Print all of the records below word for word, omitting the pictures.

=-=-=

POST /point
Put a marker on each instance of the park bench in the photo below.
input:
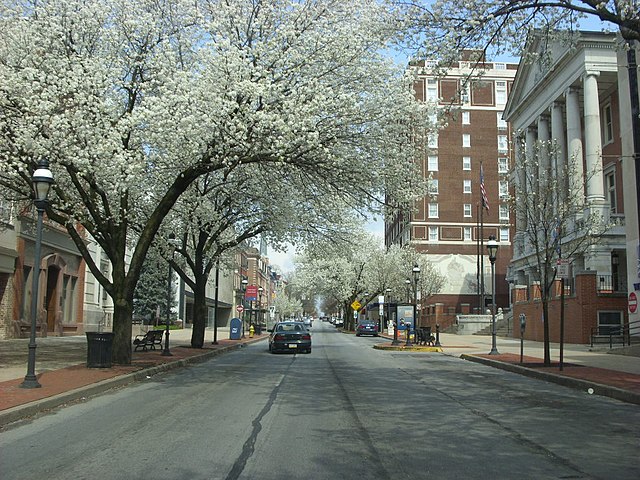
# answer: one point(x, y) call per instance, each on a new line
point(149, 340)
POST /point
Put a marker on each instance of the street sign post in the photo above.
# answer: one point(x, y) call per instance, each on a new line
point(633, 302)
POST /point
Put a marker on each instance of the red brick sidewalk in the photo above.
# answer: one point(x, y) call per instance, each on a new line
point(55, 382)
point(612, 378)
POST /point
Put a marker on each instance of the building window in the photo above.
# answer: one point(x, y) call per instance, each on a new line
point(501, 92)
point(467, 210)
point(5, 211)
point(607, 125)
point(610, 183)
point(464, 94)
point(503, 145)
point(502, 124)
point(503, 188)
point(433, 210)
point(503, 213)
point(609, 321)
point(503, 165)
point(433, 186)
point(432, 89)
point(432, 163)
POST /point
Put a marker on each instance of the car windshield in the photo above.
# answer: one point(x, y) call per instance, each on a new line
point(290, 327)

=-=-=

Solution below:
POST /point
Put a marker on each instance of the park bench in the photo below.
input:
# answer: one point(x, y) call per instance, each on a new line
point(149, 340)
POST /point
Put a marker on each instance of the street sign post in the photo above.
# answer: one point(x, y) call per instance, each on a new line
point(633, 302)
POST /point
Put a marker on each instance of the red brick sidewalk in the photo above.
# answer: one point(x, y) call per instance, each on a new line
point(55, 382)
point(612, 378)
POST /point
Put a marker on each instance of the building window in the photo above.
# answer: one point(x, y) call per instance, each on a new line
point(501, 92)
point(467, 210)
point(5, 211)
point(607, 125)
point(610, 183)
point(464, 94)
point(503, 145)
point(502, 124)
point(503, 188)
point(433, 210)
point(503, 213)
point(609, 321)
point(503, 165)
point(433, 186)
point(432, 89)
point(432, 163)
POST /point
Put a marker on each instance of the car windshield in the photo above.
# answer: one point(x, y) call per instance, each on a new line
point(290, 327)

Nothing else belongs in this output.